***** Entries supplied *****

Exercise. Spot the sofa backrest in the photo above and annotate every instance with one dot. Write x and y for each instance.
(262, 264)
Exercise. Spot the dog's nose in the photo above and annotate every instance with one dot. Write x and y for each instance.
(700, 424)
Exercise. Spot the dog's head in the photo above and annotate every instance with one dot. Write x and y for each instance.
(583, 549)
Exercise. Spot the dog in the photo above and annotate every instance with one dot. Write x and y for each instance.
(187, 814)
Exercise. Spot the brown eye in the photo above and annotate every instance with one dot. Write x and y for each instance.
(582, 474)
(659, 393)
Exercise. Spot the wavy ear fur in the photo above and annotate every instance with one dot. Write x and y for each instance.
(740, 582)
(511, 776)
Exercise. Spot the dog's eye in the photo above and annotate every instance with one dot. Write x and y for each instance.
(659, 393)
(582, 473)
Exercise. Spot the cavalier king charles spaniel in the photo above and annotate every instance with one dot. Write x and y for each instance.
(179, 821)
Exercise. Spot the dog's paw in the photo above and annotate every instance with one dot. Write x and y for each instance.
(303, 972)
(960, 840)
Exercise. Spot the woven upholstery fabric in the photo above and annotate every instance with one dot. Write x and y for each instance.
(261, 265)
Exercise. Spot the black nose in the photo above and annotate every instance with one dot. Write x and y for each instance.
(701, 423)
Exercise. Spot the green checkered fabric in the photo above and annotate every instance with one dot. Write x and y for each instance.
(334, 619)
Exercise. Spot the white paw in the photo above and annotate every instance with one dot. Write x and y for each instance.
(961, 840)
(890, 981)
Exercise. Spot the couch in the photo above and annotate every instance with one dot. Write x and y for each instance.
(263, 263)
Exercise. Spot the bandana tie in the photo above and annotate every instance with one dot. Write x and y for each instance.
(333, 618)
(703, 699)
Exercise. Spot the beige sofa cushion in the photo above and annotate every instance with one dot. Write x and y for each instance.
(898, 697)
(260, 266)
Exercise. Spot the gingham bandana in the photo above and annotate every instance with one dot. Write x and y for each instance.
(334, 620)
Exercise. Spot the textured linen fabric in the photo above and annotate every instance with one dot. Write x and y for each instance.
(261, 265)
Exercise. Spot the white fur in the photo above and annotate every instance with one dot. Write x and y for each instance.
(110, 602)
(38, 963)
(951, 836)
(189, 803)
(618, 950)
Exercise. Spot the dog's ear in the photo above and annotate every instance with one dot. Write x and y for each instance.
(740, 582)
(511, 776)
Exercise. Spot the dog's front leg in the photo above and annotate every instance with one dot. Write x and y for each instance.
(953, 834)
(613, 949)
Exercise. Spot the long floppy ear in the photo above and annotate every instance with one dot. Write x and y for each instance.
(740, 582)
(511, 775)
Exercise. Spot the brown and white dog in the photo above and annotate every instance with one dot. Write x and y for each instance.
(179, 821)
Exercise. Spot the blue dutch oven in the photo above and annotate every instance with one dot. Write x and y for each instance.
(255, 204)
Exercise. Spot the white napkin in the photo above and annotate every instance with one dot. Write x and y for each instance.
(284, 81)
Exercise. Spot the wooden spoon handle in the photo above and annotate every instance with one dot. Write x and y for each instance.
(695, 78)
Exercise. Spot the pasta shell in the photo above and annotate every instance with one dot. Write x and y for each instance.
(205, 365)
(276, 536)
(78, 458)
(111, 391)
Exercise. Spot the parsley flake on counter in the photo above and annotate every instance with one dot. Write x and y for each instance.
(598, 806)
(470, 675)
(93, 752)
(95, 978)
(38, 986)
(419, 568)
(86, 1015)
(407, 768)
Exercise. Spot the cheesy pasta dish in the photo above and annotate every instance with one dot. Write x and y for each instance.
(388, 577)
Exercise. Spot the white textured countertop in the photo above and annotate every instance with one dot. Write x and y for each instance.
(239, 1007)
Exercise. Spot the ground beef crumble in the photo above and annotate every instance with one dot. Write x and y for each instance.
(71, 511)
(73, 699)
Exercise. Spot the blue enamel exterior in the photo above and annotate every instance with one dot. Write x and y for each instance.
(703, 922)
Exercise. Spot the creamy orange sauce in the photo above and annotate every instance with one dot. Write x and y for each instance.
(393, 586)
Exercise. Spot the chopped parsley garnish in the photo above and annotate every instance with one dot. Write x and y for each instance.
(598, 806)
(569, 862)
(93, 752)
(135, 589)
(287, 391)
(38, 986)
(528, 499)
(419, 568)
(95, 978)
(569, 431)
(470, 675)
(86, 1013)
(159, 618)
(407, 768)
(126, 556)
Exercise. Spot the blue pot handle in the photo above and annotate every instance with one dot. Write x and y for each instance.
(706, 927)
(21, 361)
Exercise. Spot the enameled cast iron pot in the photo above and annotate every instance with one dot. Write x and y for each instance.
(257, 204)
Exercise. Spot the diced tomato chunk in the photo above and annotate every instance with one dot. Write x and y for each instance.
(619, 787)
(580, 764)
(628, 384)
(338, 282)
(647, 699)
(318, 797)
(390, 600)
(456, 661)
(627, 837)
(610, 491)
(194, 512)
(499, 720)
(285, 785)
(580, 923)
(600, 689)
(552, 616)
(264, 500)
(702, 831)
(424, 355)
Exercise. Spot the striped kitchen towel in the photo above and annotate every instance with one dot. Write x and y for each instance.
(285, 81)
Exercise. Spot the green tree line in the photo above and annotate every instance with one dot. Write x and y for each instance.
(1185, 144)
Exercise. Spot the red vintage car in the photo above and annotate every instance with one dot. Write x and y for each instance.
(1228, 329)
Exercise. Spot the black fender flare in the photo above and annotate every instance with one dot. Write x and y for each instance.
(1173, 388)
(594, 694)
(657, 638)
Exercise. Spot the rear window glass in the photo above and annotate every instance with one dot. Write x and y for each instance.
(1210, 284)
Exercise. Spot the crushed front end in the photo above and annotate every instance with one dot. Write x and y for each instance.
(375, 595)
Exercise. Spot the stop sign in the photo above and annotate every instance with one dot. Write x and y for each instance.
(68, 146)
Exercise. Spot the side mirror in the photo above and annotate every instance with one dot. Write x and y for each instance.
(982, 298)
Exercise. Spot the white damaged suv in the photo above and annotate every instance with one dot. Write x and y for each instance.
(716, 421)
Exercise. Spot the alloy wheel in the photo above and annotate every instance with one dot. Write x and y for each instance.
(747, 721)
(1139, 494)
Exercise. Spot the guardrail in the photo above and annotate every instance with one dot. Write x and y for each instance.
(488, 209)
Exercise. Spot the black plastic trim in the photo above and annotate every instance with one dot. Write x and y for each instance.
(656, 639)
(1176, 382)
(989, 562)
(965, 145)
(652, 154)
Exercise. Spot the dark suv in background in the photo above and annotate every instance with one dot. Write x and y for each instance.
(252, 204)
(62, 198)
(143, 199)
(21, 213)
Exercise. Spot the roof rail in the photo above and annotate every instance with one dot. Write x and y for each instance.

*****

Goal:
Please quote the data above in full, with no line missing.

Answer to the exercise:
Exercise. Spot the sofa backrest in the photo above and annotate every instance with one dot. Write x and y for each instance.
(262, 264)
Exercise. Spot the dog's nose in the photo above and annotate every instance with one dot. Write x and y for each instance.
(700, 424)
Exercise. Spot the dog's head in the photo above and annotate every instance with one dot. Write x and y for each instance.
(583, 549)
Exercise. Spot the dog in the photo above and annotate every instance with one dot. Write x and y for each instance.
(187, 814)
Exercise. Spot the brown eye in the photo above and annotate every instance with one dot. Write x and y for each instance.
(582, 474)
(659, 393)
Exercise. Spot the wavy ear fur in the photo above and annotate every instance with one dot. Write x and y for each instance.
(740, 582)
(511, 776)
Exercise. Spot the dog's eye in the photo above and annotate every instance with one dot. Write x and y for each instance.
(659, 393)
(582, 473)
Exercise. Spot the cavalier king charles spaniel in the photo above and annotate every instance with one dot. Write x and y for each instance.
(179, 821)
Exercise. Spot the dog's paw in the photo above and annotate every instance with one dot. Write x and y for each instance.
(303, 972)
(960, 840)
Exercise. Spot the woven upholstery fabric in the photo above and annotate every instance with one dot. Write x and y for each instance.
(261, 265)
Exercise. Spot the black nose in the photo above and annotate every instance with one dot. Write x and y for each instance.
(701, 423)
Exercise. Spot the green checkered fabric in the photo above and annotate every instance with one dot. Write x and y for each instance.
(334, 619)
Exercise. Spot the white paw in the photo above and annotate every instance with one dot. Write x and y for each instance.
(961, 840)
(890, 981)
Exercise. Spot the couch in the photo above and annotate every instance with one dot. Write x and y for each instance.
(263, 263)
Exercise. Spot the bandana tie in the photo above and annotate every instance with one dot. Write x and y for each instance.
(333, 618)
(703, 699)
Exercise. Spot the beige sofa cushion in the photo above and annotate every instance with one dot. Write x and y for each instance.
(898, 697)
(260, 266)
Exercise. Spot the gingham bandana in the photo above and annotate every instance with one dot. Write x and y for each instance.
(334, 620)
Exercise. Spot the textured linen fabric in the photo above and annotate every instance with one dot. Write x and y for each instance.
(261, 265)
Exercise. Spot the white fur in the photo above and annotate every instance with one dot. Write x and y for each instance.
(110, 602)
(38, 963)
(951, 836)
(189, 803)
(618, 950)
Exercise. Spot the dog's ear in the photo above and annotate every instance with one dot. Write x and y for each instance.
(740, 582)
(511, 776)
Exercise. Spot the dog's front leg in the photo above and annotate every instance with one dot. Write x and y for each instance.
(953, 834)
(613, 949)
Exercise. Spot the long floppy ear in the photo above and annotate every instance with one dot. Write x and y for each instance.
(740, 582)
(511, 775)
Exercise. Spot the brown and white dog in the photo above and annotate every instance with one dot. Write x and y for each instance.
(179, 821)
Exercise. Spot the blue dutch oven in the photo above and annotate every instance with one dot. Write x and y for each instance.
(255, 204)
Exercise. Spot the white napkin in the photo above and annotate every instance with one dot. Write x and y for each instance.
(284, 81)
Exercise. Spot the wooden spoon handle in the photo above and annotate every instance with one dot. Write x and y for each instance.
(695, 78)
Exercise. Spot the pasta shell in the photo above and annotate every instance with one dot. Write x and y for each instance.
(205, 365)
(276, 536)
(78, 458)
(111, 391)
Exercise. Spot the parsley flake on counter in the photo above and annotate every instance with one dot. Write x and y for each instance.
(598, 806)
(470, 675)
(93, 752)
(95, 978)
(38, 986)
(419, 568)
(86, 1015)
(407, 768)
Exercise. Spot the cheesy pasta dish in the photo above and annotate every instance with one dot. Write x and y for each instance.
(388, 577)
Exercise. Spot the white textured countertop in the photo above and annotate every instance with one dot. Write x and y for each instance.
(239, 1007)
Exercise. Spot the ground beef crumble in the photo above and annotate every instance with one dot. Write x and y for each instance.
(71, 511)
(73, 699)
Exercise. Spot the blue enamel exterior in the photo above and annotate every instance with one dot. Write x and y for each instance.
(703, 922)
Exercise. Spot the creamy orange sauce in the photo above and annotate every instance with one dot. Write x and y for each instance.
(393, 586)
Exercise. Spot the chopped parsley garnish in the photo above and annotate every instance with one dot. Write x and y for each instance.
(598, 806)
(569, 862)
(93, 752)
(135, 589)
(287, 391)
(38, 986)
(528, 499)
(419, 568)
(95, 978)
(569, 431)
(470, 675)
(86, 1013)
(159, 618)
(407, 768)
(126, 556)
Exercise. Spot the blue pot handle in the photo above and annotate every instance with one dot. Write x and y for each instance.
(706, 927)
(21, 361)
Exercise. Spot the enameled cast iron pot in the photo above and annotate every instance with one dot. Write x and y for each instance.
(257, 204)
Exercise. Spot the diced tomato chunk in the photo above and annotate every instance with one dot. Write x and y for each instance.
(619, 787)
(580, 764)
(628, 384)
(338, 282)
(647, 699)
(318, 797)
(390, 600)
(456, 661)
(627, 837)
(610, 491)
(194, 512)
(499, 720)
(285, 785)
(580, 923)
(600, 689)
(552, 616)
(264, 500)
(702, 831)
(424, 355)
Exercise. Spot the striped kitchen towel in the photo above and annotate every instance with one dot. Write x and y for each instance.
(285, 81)
Exercise. Spot the green tree line in the photo above and annotate every instance with one dot. Write x and y for each instance.
(1185, 144)
Exercise. Spot the red vintage car in the photo above and annotate every instance with one dot. Write x and y for each instance.
(1228, 329)
Exercise. Spot the black fender flare in the photo above and annotate every instance with one dot. Write x and y for each instance.
(1173, 388)
(594, 694)
(657, 638)
Exercise. Spot the rear window glass in the photo above and annotate every instance with one dot. Write x and y for each instance.
(1210, 284)
Exercise. Spot the crushed front end in the photo above and annotate every instance with one dot. Write x and y for each instance.
(375, 595)
Exercise. Spot the stop sign in the photo above and annotate every instance with one dot. Write x and y for each instance.
(68, 146)
Exercise. Spot the side mirror in the photo above and annotate every instance with one dot. Write x and y for each instance.
(982, 298)
Exercise. Spot the white damaged suv in the photo above and annotate every instance with one dot. Write x and y for each instance.
(716, 421)
Exercise. Spot the alloy wheel in the photo above and annotate every instance with one dot. Write x and y for each instance.
(747, 721)
(1139, 494)
Exercise. Spot the guardrail in the photo above and annotate every instance with one dot. Write x and y for each instance.
(488, 209)
Exercise. Spot the black plastic trim in the photo above and annotate every instance with one dot. Write x and y for each instance.
(656, 639)
(1176, 382)
(989, 562)
(965, 145)
(652, 154)
Exercise. Spot the dark suv in background in the photo above and annotate every instance with one dot. Write x and y for each instance.
(252, 204)
(62, 198)
(143, 199)
(21, 213)
Exercise. Spot the roof rail in the photo above and annotate every instance with one dot. Write x and y for each instance.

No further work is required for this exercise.